Brief - Omitting all pictures, retype the entries below exactly as given.

Provided material -

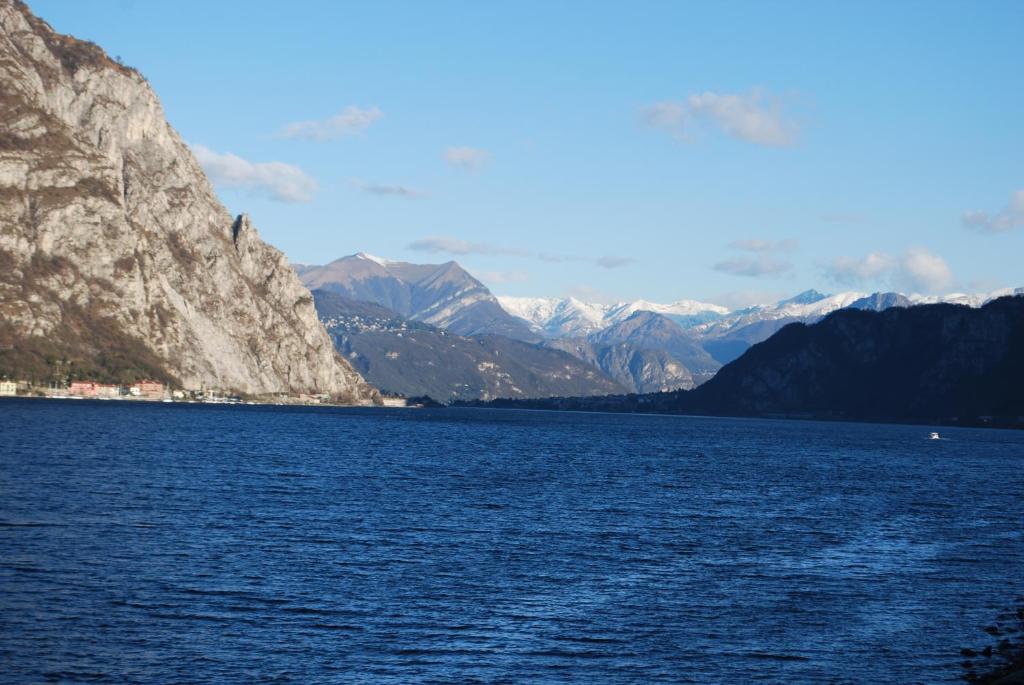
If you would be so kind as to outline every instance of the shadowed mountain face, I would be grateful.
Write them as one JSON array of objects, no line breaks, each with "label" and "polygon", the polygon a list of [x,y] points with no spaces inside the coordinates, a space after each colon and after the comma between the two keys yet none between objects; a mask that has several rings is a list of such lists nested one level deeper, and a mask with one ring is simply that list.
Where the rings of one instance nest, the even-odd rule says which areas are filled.
[{"label": "shadowed mountain face", "polygon": [[142,75],[15,0],[0,0],[0,374],[376,395]]},{"label": "shadowed mountain face", "polygon": [[313,297],[338,350],[387,392],[449,401],[625,391],[565,352],[498,335],[455,335],[327,290]]},{"label": "shadowed mountain face", "polygon": [[755,345],[679,408],[860,418],[1024,415],[1024,298],[846,309]]},{"label": "shadowed mountain face", "polygon": [[526,322],[502,309],[491,291],[455,262],[409,264],[359,253],[296,270],[310,290],[373,302],[458,335],[539,340]]}]

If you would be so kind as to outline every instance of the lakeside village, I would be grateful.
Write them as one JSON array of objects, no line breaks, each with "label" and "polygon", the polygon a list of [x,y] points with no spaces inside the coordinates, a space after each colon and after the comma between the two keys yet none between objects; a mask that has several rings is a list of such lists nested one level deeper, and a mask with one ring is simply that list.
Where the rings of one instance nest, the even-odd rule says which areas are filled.
[{"label": "lakeside village", "polygon": [[241,397],[213,390],[173,390],[154,380],[140,380],[130,385],[73,380],[46,386],[0,379],[0,397],[47,397],[51,399],[145,400],[150,402],[218,402],[239,403]]},{"label": "lakeside village", "polygon": [[[236,394],[203,388],[201,390],[175,390],[154,380],[136,381],[130,385],[115,385],[96,381],[70,381],[40,386],[28,381],[0,378],[0,397],[39,397],[55,400],[138,400],[144,402],[201,402],[204,404],[302,404],[330,405],[330,395],[280,395],[273,400],[253,400]],[[405,397],[384,397],[385,407],[422,407],[425,398],[407,400]]]},{"label": "lakeside village", "polygon": [[[136,381],[130,385],[115,385],[96,381],[71,381],[67,384],[51,383],[39,386],[28,381],[0,379],[0,397],[40,397],[50,399],[139,400],[148,402],[203,402],[207,404],[264,404],[238,395],[211,389],[175,390],[154,380]],[[300,395],[279,398],[279,404],[321,404],[329,401],[327,395]]]}]

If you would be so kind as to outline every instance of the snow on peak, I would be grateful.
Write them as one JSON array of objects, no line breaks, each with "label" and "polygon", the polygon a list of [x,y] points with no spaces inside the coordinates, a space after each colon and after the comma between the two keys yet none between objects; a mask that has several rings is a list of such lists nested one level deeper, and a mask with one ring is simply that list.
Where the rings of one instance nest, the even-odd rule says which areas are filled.
[{"label": "snow on peak", "polygon": [[647,300],[596,304],[576,297],[498,297],[509,314],[526,320],[533,330],[552,337],[587,335],[628,319],[636,312],[648,311],[669,317],[682,326],[717,319],[729,313],[725,307],[693,300],[659,304]]},{"label": "snow on peak", "polygon": [[387,266],[388,264],[391,264],[391,260],[390,259],[384,259],[383,257],[378,257],[376,255],[372,255],[369,252],[356,252],[355,257],[357,259],[365,259],[365,260],[367,260],[369,262],[376,262],[377,264],[380,264],[381,266]]}]

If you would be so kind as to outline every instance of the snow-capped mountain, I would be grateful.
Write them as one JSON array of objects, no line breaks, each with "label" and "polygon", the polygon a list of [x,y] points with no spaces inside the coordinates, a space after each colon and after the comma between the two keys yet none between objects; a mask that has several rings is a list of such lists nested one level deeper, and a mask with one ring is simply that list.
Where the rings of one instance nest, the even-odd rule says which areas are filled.
[{"label": "snow-capped mountain", "polygon": [[715,336],[761,321],[817,321],[826,314],[849,307],[867,296],[868,293],[860,292],[824,295],[817,290],[805,290],[775,304],[759,304],[729,312],[716,321],[697,326],[696,329],[702,336]]},{"label": "snow-capped mountain", "polygon": [[534,331],[549,338],[589,335],[625,321],[636,312],[662,314],[683,328],[714,321],[729,313],[725,307],[694,300],[679,300],[671,304],[647,300],[594,304],[575,297],[499,296],[498,302],[509,314],[525,320]]},{"label": "snow-capped mountain", "polygon": [[[575,297],[557,299],[499,295],[497,299],[505,311],[523,319],[532,330],[548,338],[590,335],[625,321],[636,312],[661,314],[679,324],[684,330],[690,331],[694,336],[703,338],[721,337],[729,331],[736,331],[761,322],[817,321],[837,309],[847,307],[880,310],[937,302],[980,307],[998,297],[1022,294],[1024,294],[1024,288],[1003,288],[990,293],[950,293],[927,296],[903,293],[869,294],[857,291],[826,295],[817,290],[806,290],[775,303],[759,304],[733,311],[716,304],[696,300],[679,300],[671,304],[634,300],[606,305],[583,302]],[[773,329],[771,332],[774,332],[777,328],[781,328],[781,325],[771,328]]]}]

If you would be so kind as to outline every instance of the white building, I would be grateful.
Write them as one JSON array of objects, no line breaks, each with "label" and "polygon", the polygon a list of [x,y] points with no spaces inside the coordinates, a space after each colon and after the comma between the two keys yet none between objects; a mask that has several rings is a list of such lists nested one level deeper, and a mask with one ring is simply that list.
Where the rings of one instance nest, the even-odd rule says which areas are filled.
[{"label": "white building", "polygon": [[0,381],[0,397],[14,397],[17,394],[17,383],[14,381]]}]

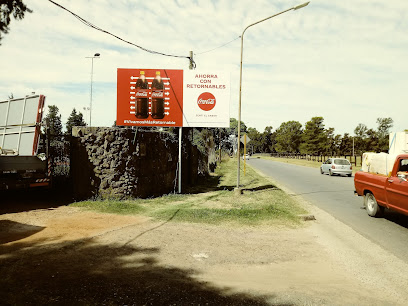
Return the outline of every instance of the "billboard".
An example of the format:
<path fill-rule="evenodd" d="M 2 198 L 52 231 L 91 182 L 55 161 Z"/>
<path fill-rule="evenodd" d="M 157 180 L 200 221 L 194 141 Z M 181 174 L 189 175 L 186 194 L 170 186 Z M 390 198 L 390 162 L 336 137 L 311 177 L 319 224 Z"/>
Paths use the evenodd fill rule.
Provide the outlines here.
<path fill-rule="evenodd" d="M 227 73 L 118 69 L 118 126 L 229 127 Z"/>

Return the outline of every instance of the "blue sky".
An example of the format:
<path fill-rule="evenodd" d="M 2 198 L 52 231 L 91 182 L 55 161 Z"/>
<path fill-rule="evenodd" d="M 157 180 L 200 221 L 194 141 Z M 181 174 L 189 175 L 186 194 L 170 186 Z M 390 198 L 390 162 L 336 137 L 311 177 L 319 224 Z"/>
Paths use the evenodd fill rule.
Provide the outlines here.
<path fill-rule="evenodd" d="M 230 116 L 238 117 L 243 29 L 304 0 L 55 0 L 84 19 L 147 49 L 188 56 L 197 70 L 231 74 Z M 0 46 L 0 99 L 13 93 L 47 96 L 63 123 L 90 104 L 89 56 L 94 60 L 92 124 L 116 119 L 117 68 L 188 69 L 188 60 L 146 53 L 91 29 L 45 0 L 12 20 Z M 289 120 L 322 116 L 335 133 L 359 124 L 376 128 L 391 117 L 408 129 L 408 1 L 312 0 L 249 28 L 244 36 L 242 120 L 263 131 Z M 236 39 L 236 40 L 234 40 Z M 234 41 L 232 41 L 234 40 Z M 215 49 L 227 42 L 224 47 Z M 86 118 L 89 113 L 84 112 Z"/>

Exercise result -
If you would be so kind as to outline every instance of the shadowed mountain face, I would be grateful.
Write them as one JSON array of objects, no line breaks, each with "label" and "polygon", the polygon a list of [x,y] points with no spaces inside the coordinates, a space after each colon and after the comma between the two keys yet none between objects; a mask that has several rings is a list of such lists nested one level deeper, and a mask with one ring is simply that list.
Where the rings of one instance nest, the even-odd rule says which areas are filled.
[{"label": "shadowed mountain face", "polygon": [[142,75],[15,0],[0,0],[0,374],[376,395]]},{"label": "shadowed mountain face", "polygon": [[313,297],[338,350],[387,392],[449,401],[625,391],[565,352],[498,335],[455,335],[327,290]]},{"label": "shadowed mountain face", "polygon": [[755,345],[679,408],[860,418],[1024,415],[1024,298],[846,309]]},{"label": "shadowed mountain face", "polygon": [[526,322],[502,309],[491,291],[455,262],[409,264],[359,253],[296,270],[310,290],[373,302],[458,335],[539,340]]}]

If you would be so kind as to outline every instance of the lakeside village, I would be grateful.
Write them as one JSON array of objects, no line breaks, each with "label" and "polygon", the polygon a list of [x,y] points with no spaces inside the coordinates, a space after each colon and after the comma between the two keys yet none between objects; a mask that has several rings is a list of such lists nested one level deeper, and a mask with one ring is simply that list.
Where the rings of one instance nest, the even-odd rule says which areas are filled.
[{"label": "lakeside village", "polygon": [[241,397],[213,390],[173,390],[154,380],[140,380],[130,385],[73,380],[46,386],[0,379],[0,397],[47,397],[51,399],[145,400],[150,402],[218,402],[239,403]]},{"label": "lakeside village", "polygon": [[[236,394],[203,388],[201,390],[175,390],[154,380],[136,381],[130,385],[115,385],[96,381],[70,381],[40,386],[28,381],[0,378],[0,397],[39,397],[55,400],[138,400],[144,402],[201,402],[204,404],[302,404],[330,405],[330,395],[280,395],[273,400],[253,400]],[[405,397],[384,397],[385,407],[422,407],[425,398],[407,400]]]},{"label": "lakeside village", "polygon": [[[136,381],[130,385],[115,385],[96,381],[71,381],[67,384],[51,383],[39,386],[28,381],[0,379],[0,397],[40,397],[50,399],[139,400],[148,402],[203,402],[207,404],[264,404],[238,395],[211,389],[175,390],[154,380]],[[300,395],[279,398],[279,404],[321,404],[329,401],[327,395]]]}]

If you would be so kind as to outline every instance of the snow on peak, I would be grateful.
Write them as one JSON array of objects, no line breaks, each with "label" and "polygon", the polygon a list of [x,y] points with no spaces inside the coordinates, a space after each colon and after the comma between the two keys yet none between objects; a mask that has several rings is a list of such lists nested one level deeper, and a mask with one ring is simply that list.
Where the rings of one instance nest, the even-odd rule says which areas are filled.
[{"label": "snow on peak", "polygon": [[647,300],[596,304],[576,297],[498,297],[509,314],[526,320],[533,330],[552,337],[587,335],[628,319],[636,312],[648,311],[669,317],[682,326],[717,319],[729,313],[725,307],[693,300],[659,304]]},{"label": "snow on peak", "polygon": [[387,266],[388,264],[391,264],[391,260],[390,259],[384,259],[383,257],[378,257],[376,255],[372,255],[369,252],[356,252],[355,257],[357,259],[365,259],[365,260],[367,260],[369,262],[376,262],[377,264],[380,264],[381,266]]}]

If you would be so kind as to outline every instance of the snow-capped mountain, I would be grateful.
Write them as one JSON array of objects, no line breaks, each with "label" and "polygon", the polygon a list of [x,y] points with no spaces inside the coordinates, a space after each colon and after the comma between the two keys yet none between objects; a mask that has several rings is a list of such lists nested one level deeper, and a mask with one ring is simply that list.
Where the rings of one instance nest, the even-odd rule says which areas are filled.
[{"label": "snow-capped mountain", "polygon": [[715,336],[761,321],[817,321],[826,314],[849,307],[867,296],[868,293],[860,292],[824,295],[817,290],[805,290],[775,304],[759,304],[729,312],[716,321],[697,326],[696,329],[702,336]]},{"label": "snow-capped mountain", "polygon": [[534,331],[549,338],[589,335],[625,321],[636,312],[662,314],[683,328],[714,321],[729,313],[725,307],[694,300],[679,300],[671,304],[647,300],[594,304],[575,297],[499,296],[498,302],[509,314],[525,320]]},{"label": "snow-capped mountain", "polygon": [[[575,297],[557,299],[499,295],[497,299],[505,311],[523,319],[532,330],[548,338],[590,335],[625,321],[636,312],[661,314],[679,324],[684,330],[690,331],[694,336],[703,338],[721,337],[729,331],[736,331],[761,322],[817,321],[837,309],[847,307],[880,310],[937,302],[980,307],[998,297],[1022,294],[1024,294],[1024,288],[1003,288],[990,293],[950,293],[927,296],[903,293],[869,294],[857,291],[826,295],[817,290],[806,290],[775,303],[759,304],[733,311],[716,304],[696,300],[679,300],[671,304],[634,300],[606,305],[583,302]],[[773,329],[771,332],[774,332],[777,328],[781,328],[781,325],[771,328]]]}]

If you would be so kind as to outline every instance of the white building, I would be grateful.
Write them as one JSON array of objects, no line breaks, each with "label" and "polygon", the polygon a list of [x,y] points with no spaces inside the coordinates, a space after each colon and after the comma between the two keys yet none between objects; a mask that has several rings is a list of such lists nested one level deeper, and a mask with one ring is simply that list.
Where the rings of one instance nest, the even-odd rule says which areas are filled.
[{"label": "white building", "polygon": [[0,381],[0,397],[14,397],[17,394],[17,383],[14,381]]}]

Return the outline of every instance of the "billboard".
An example of the format:
<path fill-rule="evenodd" d="M 2 198 L 52 231 L 91 182 L 55 161 Z"/>
<path fill-rule="evenodd" d="M 157 180 L 200 221 L 194 141 Z M 181 174 L 189 175 L 186 194 L 170 186 Z M 390 198 L 390 162 L 336 137 L 311 177 L 319 224 Z"/>
Paths use the evenodd fill rule.
Provide the outlines here.
<path fill-rule="evenodd" d="M 227 73 L 118 69 L 118 126 L 229 127 Z"/>

Return the outline of every instance of the "blue sky".
An example of the format:
<path fill-rule="evenodd" d="M 2 198 L 52 231 L 91 182 L 55 161 Z"/>
<path fill-rule="evenodd" d="M 157 180 L 200 221 L 194 141 Z M 181 174 L 189 175 L 186 194 L 170 186 Z M 390 198 L 390 162 L 336 137 L 311 177 L 319 224 Z"/>
Paths use the evenodd fill rule.
Provide the outlines here.
<path fill-rule="evenodd" d="M 230 116 L 238 117 L 243 29 L 304 0 L 55 0 L 84 19 L 147 49 L 188 56 L 197 70 L 231 74 Z M 0 46 L 0 99 L 13 93 L 47 96 L 63 123 L 90 104 L 89 56 L 94 60 L 92 124 L 116 119 L 117 68 L 188 69 L 188 60 L 146 53 L 91 29 L 45 0 L 12 20 Z M 289 120 L 322 116 L 335 133 L 359 124 L 376 128 L 391 117 L 408 129 L 408 1 L 312 0 L 249 28 L 244 36 L 242 120 L 263 131 Z M 236 39 L 236 40 L 234 40 Z M 234 41 L 232 41 L 234 40 Z M 215 49 L 227 42 L 224 47 Z M 86 118 L 89 113 L 84 112 Z"/>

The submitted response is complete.